What is required:
Reproduce the whole listing that follows, character for character, and drop the images.

------

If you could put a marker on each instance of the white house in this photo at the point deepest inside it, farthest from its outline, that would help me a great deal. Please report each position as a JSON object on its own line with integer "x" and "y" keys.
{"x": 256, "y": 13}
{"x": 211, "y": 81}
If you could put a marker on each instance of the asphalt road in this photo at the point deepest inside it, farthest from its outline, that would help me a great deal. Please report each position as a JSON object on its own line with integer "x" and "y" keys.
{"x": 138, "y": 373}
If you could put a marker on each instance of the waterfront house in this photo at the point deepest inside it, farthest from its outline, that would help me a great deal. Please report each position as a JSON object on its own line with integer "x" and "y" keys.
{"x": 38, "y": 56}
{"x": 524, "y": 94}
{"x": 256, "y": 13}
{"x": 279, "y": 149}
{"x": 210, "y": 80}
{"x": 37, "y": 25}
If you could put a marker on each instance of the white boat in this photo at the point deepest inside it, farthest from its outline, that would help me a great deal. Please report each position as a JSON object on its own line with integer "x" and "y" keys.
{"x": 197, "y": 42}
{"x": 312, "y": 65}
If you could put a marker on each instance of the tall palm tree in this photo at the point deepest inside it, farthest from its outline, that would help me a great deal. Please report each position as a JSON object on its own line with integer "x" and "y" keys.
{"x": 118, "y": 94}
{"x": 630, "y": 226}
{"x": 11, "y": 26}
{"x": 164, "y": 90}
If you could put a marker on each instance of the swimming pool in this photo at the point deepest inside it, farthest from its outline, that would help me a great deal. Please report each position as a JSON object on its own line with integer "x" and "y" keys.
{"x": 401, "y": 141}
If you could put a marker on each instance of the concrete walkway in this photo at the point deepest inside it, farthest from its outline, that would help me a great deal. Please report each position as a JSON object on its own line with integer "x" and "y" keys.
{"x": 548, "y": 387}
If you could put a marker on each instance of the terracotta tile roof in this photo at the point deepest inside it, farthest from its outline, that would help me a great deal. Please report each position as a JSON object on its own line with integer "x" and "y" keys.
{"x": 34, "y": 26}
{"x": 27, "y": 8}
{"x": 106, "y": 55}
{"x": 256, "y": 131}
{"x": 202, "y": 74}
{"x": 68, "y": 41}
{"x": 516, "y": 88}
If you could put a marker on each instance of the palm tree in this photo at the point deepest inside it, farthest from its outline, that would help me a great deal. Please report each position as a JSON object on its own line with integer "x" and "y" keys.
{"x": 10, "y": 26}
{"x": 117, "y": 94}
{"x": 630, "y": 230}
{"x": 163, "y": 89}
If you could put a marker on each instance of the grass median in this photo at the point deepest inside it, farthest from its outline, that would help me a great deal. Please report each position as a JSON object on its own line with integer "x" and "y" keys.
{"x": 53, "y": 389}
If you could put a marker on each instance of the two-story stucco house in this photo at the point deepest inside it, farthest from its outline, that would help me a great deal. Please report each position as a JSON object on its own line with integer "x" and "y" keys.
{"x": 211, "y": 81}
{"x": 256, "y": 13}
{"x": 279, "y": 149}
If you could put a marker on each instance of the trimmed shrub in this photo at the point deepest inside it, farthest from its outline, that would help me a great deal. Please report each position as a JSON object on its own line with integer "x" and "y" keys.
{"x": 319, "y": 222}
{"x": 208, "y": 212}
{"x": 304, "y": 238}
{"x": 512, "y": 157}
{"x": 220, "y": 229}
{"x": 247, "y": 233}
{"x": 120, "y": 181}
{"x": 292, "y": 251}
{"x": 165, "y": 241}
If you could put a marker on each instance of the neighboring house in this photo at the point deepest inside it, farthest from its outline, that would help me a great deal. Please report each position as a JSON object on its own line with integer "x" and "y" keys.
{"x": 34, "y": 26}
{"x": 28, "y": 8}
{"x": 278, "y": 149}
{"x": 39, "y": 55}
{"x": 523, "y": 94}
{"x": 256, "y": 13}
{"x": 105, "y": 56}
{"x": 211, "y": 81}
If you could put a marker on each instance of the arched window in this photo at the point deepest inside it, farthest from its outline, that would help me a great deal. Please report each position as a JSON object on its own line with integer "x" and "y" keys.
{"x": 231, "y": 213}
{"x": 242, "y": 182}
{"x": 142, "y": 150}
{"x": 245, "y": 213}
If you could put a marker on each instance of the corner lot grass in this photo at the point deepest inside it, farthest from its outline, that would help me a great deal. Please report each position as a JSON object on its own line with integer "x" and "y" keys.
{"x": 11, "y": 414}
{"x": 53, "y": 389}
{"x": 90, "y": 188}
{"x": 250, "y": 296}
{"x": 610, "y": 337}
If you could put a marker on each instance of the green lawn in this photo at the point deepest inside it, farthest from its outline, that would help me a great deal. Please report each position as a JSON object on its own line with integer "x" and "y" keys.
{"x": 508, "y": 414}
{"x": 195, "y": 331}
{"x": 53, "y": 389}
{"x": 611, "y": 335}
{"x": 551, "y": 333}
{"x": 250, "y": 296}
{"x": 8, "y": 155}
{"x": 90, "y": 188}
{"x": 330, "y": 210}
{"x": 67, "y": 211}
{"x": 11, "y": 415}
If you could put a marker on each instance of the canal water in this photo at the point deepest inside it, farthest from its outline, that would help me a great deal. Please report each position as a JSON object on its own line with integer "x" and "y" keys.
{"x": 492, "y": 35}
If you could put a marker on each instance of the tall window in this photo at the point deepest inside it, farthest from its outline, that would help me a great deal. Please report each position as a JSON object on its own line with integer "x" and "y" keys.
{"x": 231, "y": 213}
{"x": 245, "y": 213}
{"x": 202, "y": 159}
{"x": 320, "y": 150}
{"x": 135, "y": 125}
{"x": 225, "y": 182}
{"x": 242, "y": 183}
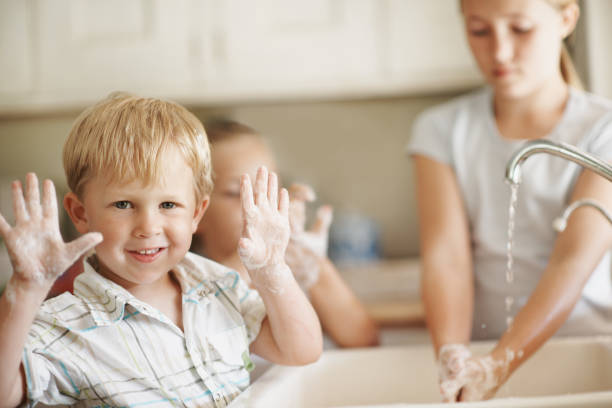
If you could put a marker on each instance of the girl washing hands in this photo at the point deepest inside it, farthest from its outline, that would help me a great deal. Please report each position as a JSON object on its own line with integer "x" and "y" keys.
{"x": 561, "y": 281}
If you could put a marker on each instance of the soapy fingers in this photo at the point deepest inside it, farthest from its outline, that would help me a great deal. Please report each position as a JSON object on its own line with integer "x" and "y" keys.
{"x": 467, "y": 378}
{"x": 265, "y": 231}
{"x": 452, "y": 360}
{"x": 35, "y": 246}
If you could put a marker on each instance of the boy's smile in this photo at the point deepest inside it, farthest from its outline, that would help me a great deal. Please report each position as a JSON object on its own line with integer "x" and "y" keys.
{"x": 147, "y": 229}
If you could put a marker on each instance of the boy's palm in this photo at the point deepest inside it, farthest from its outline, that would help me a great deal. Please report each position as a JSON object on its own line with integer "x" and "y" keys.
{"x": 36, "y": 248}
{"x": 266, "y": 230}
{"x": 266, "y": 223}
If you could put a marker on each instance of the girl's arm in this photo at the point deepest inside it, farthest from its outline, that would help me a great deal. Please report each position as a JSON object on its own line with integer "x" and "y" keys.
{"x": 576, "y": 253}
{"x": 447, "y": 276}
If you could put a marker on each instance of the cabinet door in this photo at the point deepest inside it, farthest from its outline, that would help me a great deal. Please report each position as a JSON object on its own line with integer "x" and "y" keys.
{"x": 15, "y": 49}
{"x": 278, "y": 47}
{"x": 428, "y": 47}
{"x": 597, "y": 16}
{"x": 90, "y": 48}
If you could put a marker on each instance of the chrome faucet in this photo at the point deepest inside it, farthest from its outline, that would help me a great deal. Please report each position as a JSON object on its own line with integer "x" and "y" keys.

------

Exercise output:
If you could put a marker on each instance of the white house in this photo at the point deepest inside it, farthest from its outline, that would help me a great deal. Please report each position as a JSON object on its own line with integer "x" and "y" keys.
{"x": 256, "y": 13}
{"x": 211, "y": 81}
If you could put a marker on each instance of the asphalt road in this photo at the point deepest inside it, farthest from its outline, that would help me a great deal. Please report each position as a JSON object on its own line with integer "x" and "y" keys.
{"x": 138, "y": 373}
If you could put a marker on each instance of the waterfront house in this photo at the point deepest inside it, farthest from its outline, that would help me a great deal. Please report each position as a JSON object on its own line with integer "x" and "y" keys.
{"x": 38, "y": 56}
{"x": 524, "y": 94}
{"x": 256, "y": 13}
{"x": 279, "y": 149}
{"x": 210, "y": 80}
{"x": 37, "y": 25}
If you could put a marker on each instance of the white boat in this photo at the point deepest inside it, farthest from its outline, that would help me a great deal. Please report each position as a JSON object on its own line with integer "x" and "y" keys.
{"x": 197, "y": 42}
{"x": 312, "y": 65}
If you could put a marker on each instance of the tall palm tree in this photo at the point deepest inside it, farthest from its outline, that would help me a great deal. Please report each position as a JSON object on its own line with integer "x" and "y" keys.
{"x": 118, "y": 94}
{"x": 630, "y": 226}
{"x": 11, "y": 26}
{"x": 164, "y": 90}
If you could put a marker on each instance of the swimming pool in this photo at the point deepest inside it, farthest from its outline, that would help me a great deal. Please report each position as a JSON object on its own line with integer "x" and "y" keys.
{"x": 401, "y": 141}
If you could put a marker on each instance of the concrete walkway in this photo at the point deepest inside it, farthest from its outline, that would help me a great deal. Please report each position as a JSON object on its own line with integer "x" and "y" keys.
{"x": 548, "y": 387}
If you could put a marker on each instance of the terracotta tile roof in this photo at the point deepest inside it, farthest from its outline, that would help me a great deal. Please report each position as a JSON object on its own line with integer "x" and "y" keys.
{"x": 34, "y": 26}
{"x": 27, "y": 8}
{"x": 106, "y": 55}
{"x": 256, "y": 131}
{"x": 202, "y": 74}
{"x": 68, "y": 41}
{"x": 516, "y": 88}
If you could put a marker on each instance of the palm tree in this photo at the point deepest inside it, farthest from its outline, that would help me a great deal. Please report each position as a JSON object on its own line with integer "x" and "y" keys.
{"x": 10, "y": 26}
{"x": 117, "y": 94}
{"x": 630, "y": 230}
{"x": 163, "y": 89}
If you could put a marker on each instance of the grass median in this photo at the point deepest inside it, farthest from its outline, that would help me a great deal. Please report each position as a JSON object on its own line with integer "x" and "y" keys.
{"x": 53, "y": 389}
If you could put a marker on each instance of the two-story stucco house in this photo at the point deepest inside it, farthest from its outline, that would help me a great deal. Please report each position as a JSON object on its own line with integer "x" and "y" keys.
{"x": 211, "y": 81}
{"x": 256, "y": 13}
{"x": 279, "y": 149}
If you could put a marker on each instance of the trimmed shrub in this photo at the point deepest inside it, farthest from its outline, that would help me a great deal. Please report each position as a JSON object on its own line with integer "x" and "y" keys.
{"x": 319, "y": 222}
{"x": 208, "y": 212}
{"x": 304, "y": 238}
{"x": 512, "y": 157}
{"x": 220, "y": 229}
{"x": 247, "y": 233}
{"x": 120, "y": 181}
{"x": 292, "y": 251}
{"x": 165, "y": 241}
If you could put a marker on each instance of the neighboring house in this photo at the point deepest inside it, farthest from its outline, that would help me a great deal. Please report each position as a JSON object on its own line with integer "x" and "y" keys.
{"x": 34, "y": 26}
{"x": 28, "y": 8}
{"x": 278, "y": 149}
{"x": 39, "y": 55}
{"x": 523, "y": 94}
{"x": 256, "y": 13}
{"x": 105, "y": 56}
{"x": 211, "y": 81}
If you could put a marker on each instance of the arched window in this photo at the point deepest inside it, farthest from its outline, that would help me a great deal. Please report each position as a JSON object on its own line with integer "x" and "y" keys.
{"x": 231, "y": 213}
{"x": 242, "y": 182}
{"x": 142, "y": 150}
{"x": 245, "y": 213}
If you could put a marker on each instance of the corner lot grass in this photo at the point deepest inside it, farthest from its outline, that would help me a great deal. Please report each position as a JSON object on its own line with integer "x" and "y" keys.
{"x": 11, "y": 414}
{"x": 53, "y": 389}
{"x": 90, "y": 188}
{"x": 250, "y": 296}
{"x": 610, "y": 337}
If you could put a marker on each instance of the green lawn in this photo at the point deepest inside it, farthest from its outline, that would help me a great deal. Please report each position as a JSON object on its own line with integer "x" and "y" keys.
{"x": 508, "y": 414}
{"x": 195, "y": 331}
{"x": 53, "y": 389}
{"x": 611, "y": 335}
{"x": 551, "y": 333}
{"x": 250, "y": 296}
{"x": 8, "y": 155}
{"x": 90, "y": 188}
{"x": 330, "y": 210}
{"x": 67, "y": 211}
{"x": 11, "y": 415}
If you could put a marker on each instance of the canal water in this photo at the point deepest inside it, farthest from its outline, that would help me a great deal. Please report each position as a JSON object on its own line with integer "x" and "y" keys.
{"x": 492, "y": 35}
If you could put a marker on each instance of the tall window in this photo at the point deepest inside it, farthest from its outline, that would help me a great deal. Please report each position as a JSON object on its own line with integer "x" and "y" keys.
{"x": 231, "y": 213}
{"x": 245, "y": 213}
{"x": 202, "y": 159}
{"x": 320, "y": 150}
{"x": 135, "y": 125}
{"x": 225, "y": 182}
{"x": 242, "y": 183}
If you could put a marker on each instance of the girl washing hands in this photo at the point deepest inside it, farthest from its outline, that would help me a great deal. Please report each position as a JSON object on its own line with integer "x" and "y" keys.
{"x": 561, "y": 281}
If you could put a marker on each instance of the soapy fingers in this photo at the point deepest inside it, farthest from its outline, that would help me a great deal. Please report each position as a JSON object on its own line with integer "x" and "y" keys.
{"x": 467, "y": 378}
{"x": 265, "y": 231}
{"x": 452, "y": 360}
{"x": 35, "y": 246}
If you could put a marker on each instance of the boy's smile in this photo at the point deepest inside it, farthest from its outline, that would help me a great deal. Please report each position as a JSON object on its own line with integer "x" and "y" keys.
{"x": 147, "y": 229}
If you could put a marker on each instance of the boy's palm in this photo at the point deepest inside it, farthest from its outline, that would help me a great deal. Please report each position as a JSON object on its own line with integer "x" and "y" keys.
{"x": 36, "y": 248}
{"x": 266, "y": 230}
{"x": 266, "y": 223}
If you could put a marker on each instance of the girl's arm in this photo at the point deepest inside it, farthest from its outline, that would help me a great deal. Please report each position as a JSON object on its own line with integer "x" and "y" keys.
{"x": 576, "y": 253}
{"x": 447, "y": 276}
If you could put a marker on each instance of the cabinet door in this photo at the point deepest inside it, farthest from its outline, that would help me a great deal. Please report each position as a JSON object on its own line with integer "x" and "y" keys.
{"x": 15, "y": 49}
{"x": 278, "y": 47}
{"x": 428, "y": 47}
{"x": 597, "y": 16}
{"x": 90, "y": 48}
If you could put a marker on each instance of the chrome faucet in this photo at the point deepest inside it, farthest from its outline, that would help me a great deal. Please report each position as a JSON object on its own line with integer "x" and "y" keys.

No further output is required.